ACTION ITEM:
For each entry, output its words exactly and leave any picture behind.

MATERIAL FOR THIS TASK:

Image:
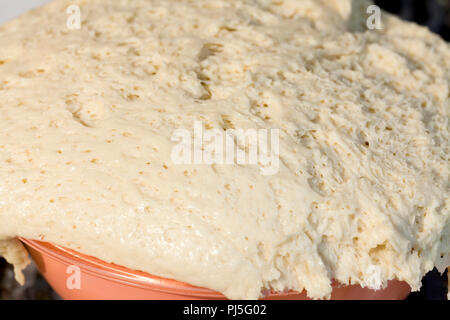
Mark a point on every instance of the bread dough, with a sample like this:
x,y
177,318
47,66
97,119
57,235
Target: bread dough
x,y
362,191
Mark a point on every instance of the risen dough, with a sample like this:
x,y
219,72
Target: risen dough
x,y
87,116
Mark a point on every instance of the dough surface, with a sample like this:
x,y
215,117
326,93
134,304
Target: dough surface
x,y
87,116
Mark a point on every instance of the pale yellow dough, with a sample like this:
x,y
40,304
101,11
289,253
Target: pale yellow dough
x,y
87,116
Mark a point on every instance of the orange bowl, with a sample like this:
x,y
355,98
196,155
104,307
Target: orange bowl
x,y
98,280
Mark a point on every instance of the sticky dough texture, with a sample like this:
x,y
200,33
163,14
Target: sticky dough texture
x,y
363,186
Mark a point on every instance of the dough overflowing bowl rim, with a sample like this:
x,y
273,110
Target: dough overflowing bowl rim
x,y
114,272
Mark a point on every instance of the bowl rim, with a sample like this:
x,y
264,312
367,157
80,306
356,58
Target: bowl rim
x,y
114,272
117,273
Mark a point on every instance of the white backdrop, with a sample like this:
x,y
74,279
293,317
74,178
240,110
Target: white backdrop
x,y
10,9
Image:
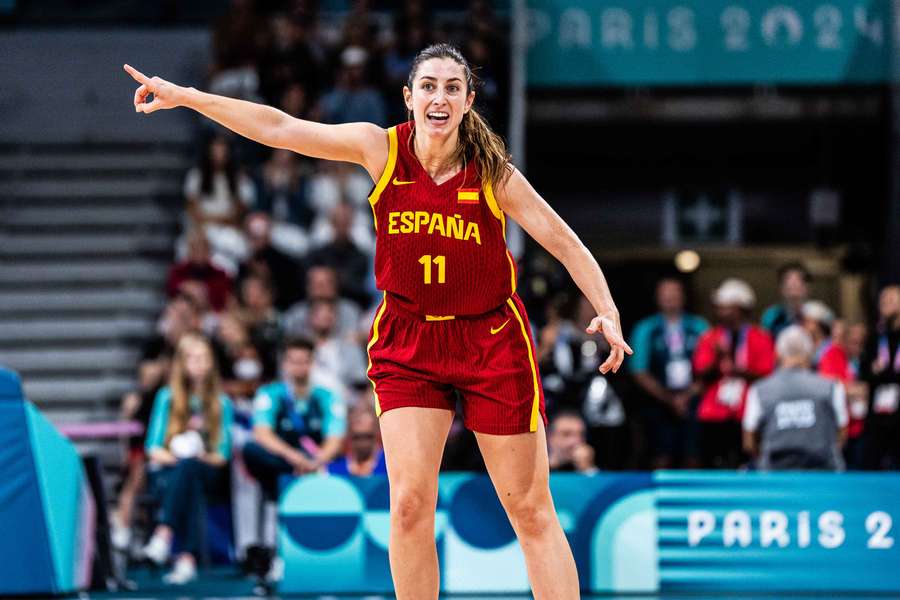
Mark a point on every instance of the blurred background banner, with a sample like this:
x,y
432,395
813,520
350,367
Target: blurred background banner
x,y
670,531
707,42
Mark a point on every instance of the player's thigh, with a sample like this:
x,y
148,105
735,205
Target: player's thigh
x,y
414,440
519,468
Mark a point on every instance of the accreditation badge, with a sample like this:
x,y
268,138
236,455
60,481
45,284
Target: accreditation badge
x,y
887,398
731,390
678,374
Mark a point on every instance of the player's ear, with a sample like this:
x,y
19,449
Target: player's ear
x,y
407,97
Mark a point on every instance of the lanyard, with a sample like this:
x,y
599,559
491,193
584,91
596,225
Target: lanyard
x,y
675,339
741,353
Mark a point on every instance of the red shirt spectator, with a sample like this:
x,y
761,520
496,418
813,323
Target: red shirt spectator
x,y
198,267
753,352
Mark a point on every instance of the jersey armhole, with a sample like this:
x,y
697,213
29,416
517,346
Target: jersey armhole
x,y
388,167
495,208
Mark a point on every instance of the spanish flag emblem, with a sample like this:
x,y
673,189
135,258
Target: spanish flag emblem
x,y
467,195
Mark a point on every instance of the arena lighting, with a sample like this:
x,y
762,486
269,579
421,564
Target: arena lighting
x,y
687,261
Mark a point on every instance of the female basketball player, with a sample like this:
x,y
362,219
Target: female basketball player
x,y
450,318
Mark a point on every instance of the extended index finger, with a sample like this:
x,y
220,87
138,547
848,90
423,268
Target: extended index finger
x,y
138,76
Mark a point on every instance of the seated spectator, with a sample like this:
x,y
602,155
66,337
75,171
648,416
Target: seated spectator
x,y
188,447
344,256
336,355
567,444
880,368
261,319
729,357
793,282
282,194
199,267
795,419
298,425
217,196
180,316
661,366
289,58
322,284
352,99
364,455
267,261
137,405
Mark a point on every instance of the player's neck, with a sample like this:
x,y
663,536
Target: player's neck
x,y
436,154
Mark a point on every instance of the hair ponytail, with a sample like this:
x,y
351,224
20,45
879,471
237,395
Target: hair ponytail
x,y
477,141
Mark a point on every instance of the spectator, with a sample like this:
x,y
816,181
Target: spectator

RESULT:
Image:
Mark a point on every instance of the bread dough, with a sample like this:
x,y
177,318
47,66
97,119
57,235
Target: bread dough
x,y
362,191
Mark a point on every instance of the risen dough, with a sample like this:
x,y
219,72
Target: risen dough
x,y
87,116
Mark a point on every instance of the dough surface, with a sample like this:
x,y
215,117
326,93
134,304
Target: dough surface
x,y
87,116
Mark a point on every instance of the pale yellow dough, with a sample like this:
x,y
40,304
101,11
289,253
Target: pale yellow dough
x,y
87,116
Mark a point on every instance of the orange bowl, with a sample like this:
x,y
355,98
196,155
104,307
Target: orange bowl
x,y
98,280
Mark a point on every instance of the sticky dough texture, with a sample like this:
x,y
200,33
163,14
Target: sticky dough texture
x,y
363,186
Mark a point on every instance of the dough overflowing bowl rim, with a sample like this:
x,y
273,110
Target: dough overflowing bowl rim
x,y
114,272
Mark a point on every instance of the bowl rim, with a sample like this:
x,y
264,312
367,157
80,306
356,58
Target: bowl rim
x,y
114,272
117,273
Mark a point on every instance of the white backdrop, with a sample like this:
x,y
74,279
293,317
74,178
240,110
Target: white backdrop
x,y
10,9
Image:
Mark a point on every instance of the blurred background banner, with a sample like this:
x,y
432,395
813,520
350,367
Target: blurred background banner
x,y
670,531
707,42
Mark a point on every instance of the player's thigh, with a sample like this:
x,y
148,105
735,205
Target: player's thigh
x,y
414,440
519,468
Mark a point on every instance of the accreditation badge, with a sample like this:
x,y
268,138
236,455
60,481
45,284
Target: accreditation badge
x,y
887,398
731,390
678,374
Mark a point on every instance of the player's ear, with a sample like this:
x,y
19,449
Target: player's ear
x,y
407,97
Mark a point on every instance of the lanyard, with a sample like this:
x,y
599,559
491,193
584,91
596,225
Target: lanyard
x,y
675,339
741,353
Mark a point on every instance of the red shirt spectator, with a sample like this:
x,y
761,520
496,418
813,323
Target: red shirt spectator
x,y
198,267
753,352
Mark a point on every instance of the jersey armhole, with a sample like this:
x,y
697,213
29,416
517,346
Target: jersey armhole
x,y
388,167
495,208
Mark a point on every instance of the spanish flag emblem, with a sample like this:
x,y
673,189
135,258
Target: spanish flag emblem
x,y
467,195
Mark a point on every instance of the arena lighting, with a sample like this:
x,y
762,486
269,579
421,564
Target: arena lighting
x,y
687,261
Mark a point on every instance of the female basketball player, with a sample like this:
x,y
362,219
Target: female basketball player
x,y
450,318
Mark a point on every instance of the extended index finger, with a sample like this:
x,y
220,87
138,547
848,90
423,268
Target: extended index finger
x,y
138,76
Mark a point on every instance of the seated spectator, with a sample like this:
x,y
602,155
66,337
75,171
648,416
Target: seated spectator
x,y
188,447
344,256
336,355
567,444
880,368
261,319
729,357
793,282
282,194
199,267
795,419
298,425
217,196
180,316
661,366
289,58
322,284
352,99
364,455
267,261
137,405
Mark a point on every instance of the player's neck, with a sample like this:
x,y
663,536
Target: player's neck
x,y
436,154
Mark a point on every instance of the hair ponytail, with a sample like this:
x,y
351,224
20,45
879,471
237,395
Target: hair ponytail
x,y
477,141
Mark a point on every instance of the spectator, with a sample like this:
x,y
816,181
Target: spectator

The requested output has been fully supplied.